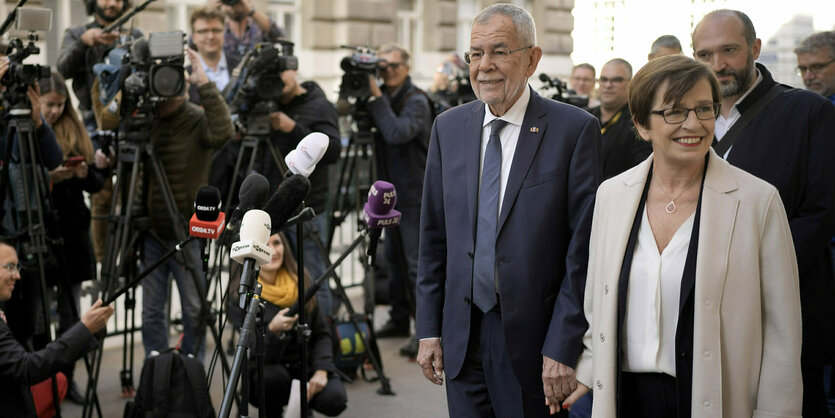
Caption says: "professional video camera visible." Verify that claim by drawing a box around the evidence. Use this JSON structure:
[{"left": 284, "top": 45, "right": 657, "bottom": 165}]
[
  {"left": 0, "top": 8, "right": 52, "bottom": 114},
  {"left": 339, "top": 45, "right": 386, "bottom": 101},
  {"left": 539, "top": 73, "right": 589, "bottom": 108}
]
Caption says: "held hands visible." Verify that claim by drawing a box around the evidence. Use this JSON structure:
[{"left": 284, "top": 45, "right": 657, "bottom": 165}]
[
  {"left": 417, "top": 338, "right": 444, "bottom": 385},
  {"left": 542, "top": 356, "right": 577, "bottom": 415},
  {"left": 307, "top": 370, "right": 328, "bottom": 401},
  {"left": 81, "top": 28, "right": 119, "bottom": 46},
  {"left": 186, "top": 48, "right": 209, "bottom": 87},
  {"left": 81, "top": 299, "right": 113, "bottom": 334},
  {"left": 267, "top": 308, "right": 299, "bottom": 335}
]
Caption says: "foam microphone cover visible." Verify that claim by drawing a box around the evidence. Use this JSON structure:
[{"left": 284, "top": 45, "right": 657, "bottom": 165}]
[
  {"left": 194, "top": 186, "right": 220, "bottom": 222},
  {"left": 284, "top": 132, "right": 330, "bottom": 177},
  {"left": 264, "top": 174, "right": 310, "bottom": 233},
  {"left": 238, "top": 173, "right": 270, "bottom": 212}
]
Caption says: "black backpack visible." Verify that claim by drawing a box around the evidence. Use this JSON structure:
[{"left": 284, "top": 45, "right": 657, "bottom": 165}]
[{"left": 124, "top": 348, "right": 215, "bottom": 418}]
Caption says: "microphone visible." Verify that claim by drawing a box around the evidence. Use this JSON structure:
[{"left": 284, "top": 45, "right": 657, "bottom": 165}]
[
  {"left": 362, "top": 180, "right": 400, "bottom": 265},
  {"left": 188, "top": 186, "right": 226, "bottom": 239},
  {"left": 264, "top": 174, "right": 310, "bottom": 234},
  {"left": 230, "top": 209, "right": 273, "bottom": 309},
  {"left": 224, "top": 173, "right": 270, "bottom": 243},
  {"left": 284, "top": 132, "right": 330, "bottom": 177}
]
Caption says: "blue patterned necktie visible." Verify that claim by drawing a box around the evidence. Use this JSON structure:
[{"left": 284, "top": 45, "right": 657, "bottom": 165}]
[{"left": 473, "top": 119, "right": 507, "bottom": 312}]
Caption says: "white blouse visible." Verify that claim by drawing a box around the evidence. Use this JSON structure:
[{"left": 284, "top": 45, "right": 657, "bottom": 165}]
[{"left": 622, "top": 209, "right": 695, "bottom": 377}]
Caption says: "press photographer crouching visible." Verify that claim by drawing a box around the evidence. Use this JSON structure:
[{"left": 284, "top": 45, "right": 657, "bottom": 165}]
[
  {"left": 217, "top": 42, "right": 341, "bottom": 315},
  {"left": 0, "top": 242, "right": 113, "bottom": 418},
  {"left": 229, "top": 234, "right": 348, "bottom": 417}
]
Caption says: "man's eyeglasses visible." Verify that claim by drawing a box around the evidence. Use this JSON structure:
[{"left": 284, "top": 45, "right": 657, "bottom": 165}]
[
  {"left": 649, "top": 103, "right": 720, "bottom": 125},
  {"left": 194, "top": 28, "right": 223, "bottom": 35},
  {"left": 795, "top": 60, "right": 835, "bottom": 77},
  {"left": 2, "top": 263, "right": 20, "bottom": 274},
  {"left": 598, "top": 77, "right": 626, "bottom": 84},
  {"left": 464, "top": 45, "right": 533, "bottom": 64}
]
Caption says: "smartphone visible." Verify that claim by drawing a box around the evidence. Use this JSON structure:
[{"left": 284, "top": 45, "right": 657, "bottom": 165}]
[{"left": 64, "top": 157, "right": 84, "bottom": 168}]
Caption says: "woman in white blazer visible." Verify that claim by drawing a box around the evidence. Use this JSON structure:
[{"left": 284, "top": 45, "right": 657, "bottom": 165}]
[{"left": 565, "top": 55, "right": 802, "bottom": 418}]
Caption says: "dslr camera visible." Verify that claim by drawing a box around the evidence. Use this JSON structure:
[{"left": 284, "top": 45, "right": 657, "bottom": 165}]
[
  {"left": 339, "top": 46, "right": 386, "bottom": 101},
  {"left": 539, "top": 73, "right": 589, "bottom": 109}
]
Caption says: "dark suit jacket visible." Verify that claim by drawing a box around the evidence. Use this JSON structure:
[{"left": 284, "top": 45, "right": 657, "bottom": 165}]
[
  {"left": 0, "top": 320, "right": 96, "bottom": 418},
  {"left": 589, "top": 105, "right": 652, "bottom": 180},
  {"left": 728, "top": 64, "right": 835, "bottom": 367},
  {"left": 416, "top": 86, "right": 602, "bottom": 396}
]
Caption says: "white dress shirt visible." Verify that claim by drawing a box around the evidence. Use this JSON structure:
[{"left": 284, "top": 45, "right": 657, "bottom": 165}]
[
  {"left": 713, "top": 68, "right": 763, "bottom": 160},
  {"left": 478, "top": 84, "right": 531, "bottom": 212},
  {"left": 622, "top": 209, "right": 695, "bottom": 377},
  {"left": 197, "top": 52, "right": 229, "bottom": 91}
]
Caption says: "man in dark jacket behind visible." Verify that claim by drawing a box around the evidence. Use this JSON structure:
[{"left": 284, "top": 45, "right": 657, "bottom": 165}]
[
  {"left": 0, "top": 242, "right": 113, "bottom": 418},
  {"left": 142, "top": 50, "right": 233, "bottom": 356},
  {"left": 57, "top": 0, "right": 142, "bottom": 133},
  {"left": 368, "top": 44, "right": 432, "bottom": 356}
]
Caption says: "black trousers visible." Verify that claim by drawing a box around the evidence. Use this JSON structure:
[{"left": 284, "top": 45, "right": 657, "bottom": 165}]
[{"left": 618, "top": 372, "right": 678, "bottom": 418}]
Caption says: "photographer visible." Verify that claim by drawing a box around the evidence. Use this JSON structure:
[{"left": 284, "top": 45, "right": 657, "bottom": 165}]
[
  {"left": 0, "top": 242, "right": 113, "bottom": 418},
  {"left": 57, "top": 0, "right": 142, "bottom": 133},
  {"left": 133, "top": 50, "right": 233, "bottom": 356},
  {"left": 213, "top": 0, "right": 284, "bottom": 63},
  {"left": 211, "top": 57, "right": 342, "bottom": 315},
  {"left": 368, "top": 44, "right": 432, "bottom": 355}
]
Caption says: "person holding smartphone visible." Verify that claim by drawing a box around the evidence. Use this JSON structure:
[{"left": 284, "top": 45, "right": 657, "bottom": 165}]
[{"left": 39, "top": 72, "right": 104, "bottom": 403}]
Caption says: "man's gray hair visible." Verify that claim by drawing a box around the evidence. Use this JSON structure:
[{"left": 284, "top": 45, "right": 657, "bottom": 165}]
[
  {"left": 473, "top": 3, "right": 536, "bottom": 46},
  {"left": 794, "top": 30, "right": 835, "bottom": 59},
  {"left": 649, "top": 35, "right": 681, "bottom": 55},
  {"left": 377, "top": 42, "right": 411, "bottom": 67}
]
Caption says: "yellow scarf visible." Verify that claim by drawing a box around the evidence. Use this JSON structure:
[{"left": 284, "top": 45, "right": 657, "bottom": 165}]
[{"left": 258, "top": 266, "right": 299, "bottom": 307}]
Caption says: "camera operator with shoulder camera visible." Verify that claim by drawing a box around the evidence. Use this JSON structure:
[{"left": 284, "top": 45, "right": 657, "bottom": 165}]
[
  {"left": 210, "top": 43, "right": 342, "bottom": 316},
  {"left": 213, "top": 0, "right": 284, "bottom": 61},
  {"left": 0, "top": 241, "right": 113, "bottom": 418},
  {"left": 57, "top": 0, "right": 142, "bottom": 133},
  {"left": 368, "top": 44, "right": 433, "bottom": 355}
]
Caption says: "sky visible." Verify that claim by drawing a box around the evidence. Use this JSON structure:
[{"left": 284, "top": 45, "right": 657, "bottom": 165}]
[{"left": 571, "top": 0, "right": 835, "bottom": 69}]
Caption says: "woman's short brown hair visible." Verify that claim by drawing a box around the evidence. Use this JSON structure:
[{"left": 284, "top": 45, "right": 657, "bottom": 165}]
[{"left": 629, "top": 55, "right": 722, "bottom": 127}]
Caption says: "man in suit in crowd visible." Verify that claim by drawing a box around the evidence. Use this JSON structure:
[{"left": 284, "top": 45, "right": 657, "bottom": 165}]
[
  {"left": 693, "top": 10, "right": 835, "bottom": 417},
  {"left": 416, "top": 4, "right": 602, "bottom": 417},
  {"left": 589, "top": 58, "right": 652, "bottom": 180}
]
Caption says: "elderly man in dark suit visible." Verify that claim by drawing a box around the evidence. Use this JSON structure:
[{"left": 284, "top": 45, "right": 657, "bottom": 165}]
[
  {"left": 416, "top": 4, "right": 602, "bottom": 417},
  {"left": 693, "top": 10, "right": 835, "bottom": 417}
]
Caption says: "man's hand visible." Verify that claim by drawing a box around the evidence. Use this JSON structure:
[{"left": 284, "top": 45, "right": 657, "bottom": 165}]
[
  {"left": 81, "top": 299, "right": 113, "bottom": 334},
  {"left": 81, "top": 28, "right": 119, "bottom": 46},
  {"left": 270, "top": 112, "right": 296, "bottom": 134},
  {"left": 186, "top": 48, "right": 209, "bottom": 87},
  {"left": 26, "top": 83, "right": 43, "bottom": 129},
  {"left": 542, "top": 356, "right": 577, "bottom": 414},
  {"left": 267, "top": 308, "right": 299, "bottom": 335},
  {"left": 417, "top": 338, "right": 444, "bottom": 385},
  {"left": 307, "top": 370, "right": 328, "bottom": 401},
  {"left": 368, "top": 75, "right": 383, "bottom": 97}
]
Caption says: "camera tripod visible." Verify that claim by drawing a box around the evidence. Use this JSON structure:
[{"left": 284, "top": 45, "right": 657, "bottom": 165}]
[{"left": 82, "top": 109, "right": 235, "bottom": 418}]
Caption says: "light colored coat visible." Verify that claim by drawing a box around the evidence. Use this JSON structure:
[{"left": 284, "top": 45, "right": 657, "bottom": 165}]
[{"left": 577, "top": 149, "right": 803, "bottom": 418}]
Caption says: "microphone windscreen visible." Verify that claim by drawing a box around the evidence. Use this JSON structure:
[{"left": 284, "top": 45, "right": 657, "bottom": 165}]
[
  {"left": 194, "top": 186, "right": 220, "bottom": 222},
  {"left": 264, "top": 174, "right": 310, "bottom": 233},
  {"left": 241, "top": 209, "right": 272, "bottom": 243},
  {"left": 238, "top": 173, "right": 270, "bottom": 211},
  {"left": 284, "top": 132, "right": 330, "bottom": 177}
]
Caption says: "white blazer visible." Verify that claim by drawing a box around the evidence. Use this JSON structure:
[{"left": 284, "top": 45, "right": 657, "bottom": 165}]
++++++++
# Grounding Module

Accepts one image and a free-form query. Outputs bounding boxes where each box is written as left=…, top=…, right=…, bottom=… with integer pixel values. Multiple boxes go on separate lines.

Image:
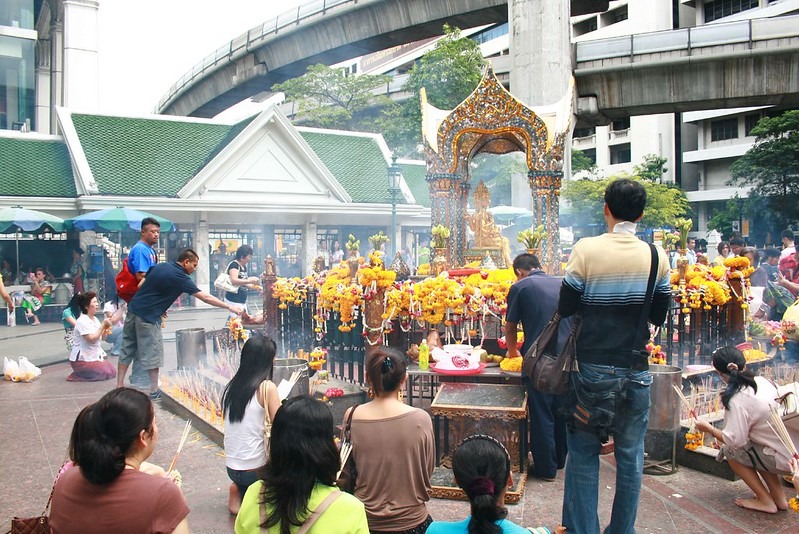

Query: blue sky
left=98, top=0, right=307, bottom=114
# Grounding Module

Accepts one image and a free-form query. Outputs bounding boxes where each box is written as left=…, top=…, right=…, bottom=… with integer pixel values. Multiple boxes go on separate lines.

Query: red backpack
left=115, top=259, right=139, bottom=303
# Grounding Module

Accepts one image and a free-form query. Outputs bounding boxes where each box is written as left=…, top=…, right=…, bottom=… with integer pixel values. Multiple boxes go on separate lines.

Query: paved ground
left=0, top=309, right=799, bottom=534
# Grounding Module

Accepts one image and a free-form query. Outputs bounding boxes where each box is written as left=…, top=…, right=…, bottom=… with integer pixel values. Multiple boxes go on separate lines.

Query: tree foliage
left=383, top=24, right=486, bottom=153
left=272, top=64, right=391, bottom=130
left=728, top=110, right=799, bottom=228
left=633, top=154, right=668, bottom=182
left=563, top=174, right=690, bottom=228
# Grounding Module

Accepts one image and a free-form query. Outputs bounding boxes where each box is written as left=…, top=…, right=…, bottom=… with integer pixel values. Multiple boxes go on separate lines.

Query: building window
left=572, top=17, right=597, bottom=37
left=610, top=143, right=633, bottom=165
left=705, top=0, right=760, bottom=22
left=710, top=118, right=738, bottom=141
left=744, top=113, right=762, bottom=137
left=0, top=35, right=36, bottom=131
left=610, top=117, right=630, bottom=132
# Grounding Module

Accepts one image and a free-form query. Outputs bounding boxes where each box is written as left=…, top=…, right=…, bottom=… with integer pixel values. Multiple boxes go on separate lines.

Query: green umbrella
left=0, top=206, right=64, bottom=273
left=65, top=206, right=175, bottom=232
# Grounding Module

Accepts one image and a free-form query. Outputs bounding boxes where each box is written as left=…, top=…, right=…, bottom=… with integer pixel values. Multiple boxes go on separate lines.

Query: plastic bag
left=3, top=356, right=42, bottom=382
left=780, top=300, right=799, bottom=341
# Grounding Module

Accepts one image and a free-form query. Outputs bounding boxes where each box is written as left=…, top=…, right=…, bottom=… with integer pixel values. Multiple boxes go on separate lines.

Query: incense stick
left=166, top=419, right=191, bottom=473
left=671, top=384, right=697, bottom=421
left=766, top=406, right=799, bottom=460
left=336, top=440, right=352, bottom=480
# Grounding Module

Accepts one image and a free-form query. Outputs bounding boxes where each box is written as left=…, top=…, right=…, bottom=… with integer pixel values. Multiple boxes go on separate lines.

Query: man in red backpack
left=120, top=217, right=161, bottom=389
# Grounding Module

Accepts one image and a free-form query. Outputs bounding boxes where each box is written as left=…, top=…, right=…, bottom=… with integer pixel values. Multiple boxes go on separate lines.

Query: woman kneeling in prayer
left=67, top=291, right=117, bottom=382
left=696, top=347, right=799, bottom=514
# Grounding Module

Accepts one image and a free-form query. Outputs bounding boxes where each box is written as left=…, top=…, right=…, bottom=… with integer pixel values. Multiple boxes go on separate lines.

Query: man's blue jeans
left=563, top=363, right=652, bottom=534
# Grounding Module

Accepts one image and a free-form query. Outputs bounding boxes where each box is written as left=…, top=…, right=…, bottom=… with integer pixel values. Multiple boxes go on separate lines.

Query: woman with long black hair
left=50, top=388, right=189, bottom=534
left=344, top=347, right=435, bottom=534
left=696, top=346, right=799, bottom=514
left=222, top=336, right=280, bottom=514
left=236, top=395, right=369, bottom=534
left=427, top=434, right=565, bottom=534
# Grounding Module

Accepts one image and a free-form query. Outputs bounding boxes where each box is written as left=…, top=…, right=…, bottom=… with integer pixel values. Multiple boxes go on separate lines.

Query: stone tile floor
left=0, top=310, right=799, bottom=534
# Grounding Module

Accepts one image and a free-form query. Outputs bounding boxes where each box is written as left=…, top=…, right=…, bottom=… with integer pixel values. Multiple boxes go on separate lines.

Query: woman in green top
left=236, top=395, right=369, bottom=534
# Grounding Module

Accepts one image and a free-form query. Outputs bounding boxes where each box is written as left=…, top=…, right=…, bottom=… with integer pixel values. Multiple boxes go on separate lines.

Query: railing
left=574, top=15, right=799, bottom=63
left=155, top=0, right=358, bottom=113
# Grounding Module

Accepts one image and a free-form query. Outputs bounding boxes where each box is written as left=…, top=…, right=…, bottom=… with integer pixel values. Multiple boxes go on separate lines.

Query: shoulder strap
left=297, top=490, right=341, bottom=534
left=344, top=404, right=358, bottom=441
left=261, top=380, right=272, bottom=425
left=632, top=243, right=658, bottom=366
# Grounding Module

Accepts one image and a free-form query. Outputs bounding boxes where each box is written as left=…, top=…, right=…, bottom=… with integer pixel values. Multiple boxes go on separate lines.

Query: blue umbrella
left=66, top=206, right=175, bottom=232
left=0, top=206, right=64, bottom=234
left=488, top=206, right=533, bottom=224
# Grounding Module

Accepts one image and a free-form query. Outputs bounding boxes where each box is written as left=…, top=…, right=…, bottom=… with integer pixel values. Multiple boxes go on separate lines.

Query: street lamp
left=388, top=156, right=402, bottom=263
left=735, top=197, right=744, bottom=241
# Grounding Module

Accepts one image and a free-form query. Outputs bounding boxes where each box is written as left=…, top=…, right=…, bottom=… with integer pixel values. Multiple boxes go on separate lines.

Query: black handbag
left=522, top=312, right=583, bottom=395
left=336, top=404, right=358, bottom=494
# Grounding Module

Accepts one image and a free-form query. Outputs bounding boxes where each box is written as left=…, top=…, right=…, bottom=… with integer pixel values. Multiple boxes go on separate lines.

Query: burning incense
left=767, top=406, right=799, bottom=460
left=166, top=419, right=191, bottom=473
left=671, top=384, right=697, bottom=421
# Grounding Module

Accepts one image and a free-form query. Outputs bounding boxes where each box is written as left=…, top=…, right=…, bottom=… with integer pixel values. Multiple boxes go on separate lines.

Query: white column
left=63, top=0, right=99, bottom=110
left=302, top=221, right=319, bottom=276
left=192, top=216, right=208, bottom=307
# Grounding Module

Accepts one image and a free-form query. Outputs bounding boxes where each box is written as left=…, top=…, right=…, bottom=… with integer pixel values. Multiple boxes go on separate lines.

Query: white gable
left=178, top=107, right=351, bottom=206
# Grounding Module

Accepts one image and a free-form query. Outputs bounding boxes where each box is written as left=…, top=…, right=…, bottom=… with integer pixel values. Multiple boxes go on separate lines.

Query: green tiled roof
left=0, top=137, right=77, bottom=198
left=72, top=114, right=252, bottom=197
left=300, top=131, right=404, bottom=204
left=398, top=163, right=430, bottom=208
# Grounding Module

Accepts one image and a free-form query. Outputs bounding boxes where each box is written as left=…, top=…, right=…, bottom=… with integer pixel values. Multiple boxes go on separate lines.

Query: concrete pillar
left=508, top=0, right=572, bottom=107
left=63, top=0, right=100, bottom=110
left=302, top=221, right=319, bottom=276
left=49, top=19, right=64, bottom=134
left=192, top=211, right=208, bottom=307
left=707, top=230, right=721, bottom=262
++++++++
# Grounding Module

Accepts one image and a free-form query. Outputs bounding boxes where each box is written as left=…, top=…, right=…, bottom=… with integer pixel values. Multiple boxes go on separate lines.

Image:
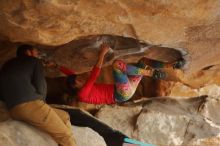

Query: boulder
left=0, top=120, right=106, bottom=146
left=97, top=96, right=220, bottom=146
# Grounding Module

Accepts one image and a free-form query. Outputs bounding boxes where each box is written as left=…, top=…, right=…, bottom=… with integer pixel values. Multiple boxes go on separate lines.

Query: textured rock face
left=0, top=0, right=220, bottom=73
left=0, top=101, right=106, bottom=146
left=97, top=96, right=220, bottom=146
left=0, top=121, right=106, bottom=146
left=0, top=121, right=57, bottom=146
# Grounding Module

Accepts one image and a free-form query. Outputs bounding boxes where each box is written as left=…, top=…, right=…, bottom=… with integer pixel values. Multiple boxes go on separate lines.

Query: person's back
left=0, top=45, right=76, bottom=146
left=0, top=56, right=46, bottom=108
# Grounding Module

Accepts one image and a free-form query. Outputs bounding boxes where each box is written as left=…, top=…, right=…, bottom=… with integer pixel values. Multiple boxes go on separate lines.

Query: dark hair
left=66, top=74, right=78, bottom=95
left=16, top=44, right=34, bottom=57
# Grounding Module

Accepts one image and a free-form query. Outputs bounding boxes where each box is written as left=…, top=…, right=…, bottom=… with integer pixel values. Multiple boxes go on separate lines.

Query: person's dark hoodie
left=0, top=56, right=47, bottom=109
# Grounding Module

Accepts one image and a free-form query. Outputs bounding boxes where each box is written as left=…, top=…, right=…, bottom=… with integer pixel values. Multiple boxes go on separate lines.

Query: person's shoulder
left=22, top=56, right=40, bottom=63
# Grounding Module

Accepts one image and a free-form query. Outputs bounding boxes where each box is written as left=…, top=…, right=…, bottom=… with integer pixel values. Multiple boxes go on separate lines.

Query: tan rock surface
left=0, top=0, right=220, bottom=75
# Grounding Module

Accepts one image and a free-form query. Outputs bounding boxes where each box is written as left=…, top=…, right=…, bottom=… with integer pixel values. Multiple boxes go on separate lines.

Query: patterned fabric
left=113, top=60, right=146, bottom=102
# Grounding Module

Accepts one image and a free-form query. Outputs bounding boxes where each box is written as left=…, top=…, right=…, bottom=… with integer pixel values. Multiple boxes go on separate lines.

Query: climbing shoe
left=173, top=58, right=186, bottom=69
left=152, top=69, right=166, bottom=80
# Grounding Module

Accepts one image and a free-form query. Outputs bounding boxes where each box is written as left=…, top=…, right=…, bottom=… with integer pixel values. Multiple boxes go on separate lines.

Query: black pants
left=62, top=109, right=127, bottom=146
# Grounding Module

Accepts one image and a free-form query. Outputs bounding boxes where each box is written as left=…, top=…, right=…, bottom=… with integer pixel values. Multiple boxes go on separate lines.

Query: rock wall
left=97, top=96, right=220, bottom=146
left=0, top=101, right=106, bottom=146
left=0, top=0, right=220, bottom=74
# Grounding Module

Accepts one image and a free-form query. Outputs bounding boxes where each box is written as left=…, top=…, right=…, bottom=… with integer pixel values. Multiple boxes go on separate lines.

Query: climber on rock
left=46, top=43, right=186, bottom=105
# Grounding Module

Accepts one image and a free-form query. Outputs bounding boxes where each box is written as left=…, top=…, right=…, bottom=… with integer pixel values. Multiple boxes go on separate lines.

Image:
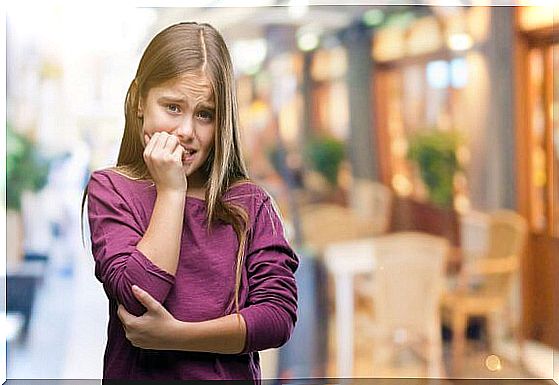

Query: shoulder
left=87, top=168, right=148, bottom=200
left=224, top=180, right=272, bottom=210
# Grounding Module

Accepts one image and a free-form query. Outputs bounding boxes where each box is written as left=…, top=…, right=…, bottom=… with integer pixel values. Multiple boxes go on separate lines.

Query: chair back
++++++++
- [Task goal]
Count the lines above that contain the word "backpack", treating uppercase and lowercase as different. Give only the number.

- [Result of the exercise]
3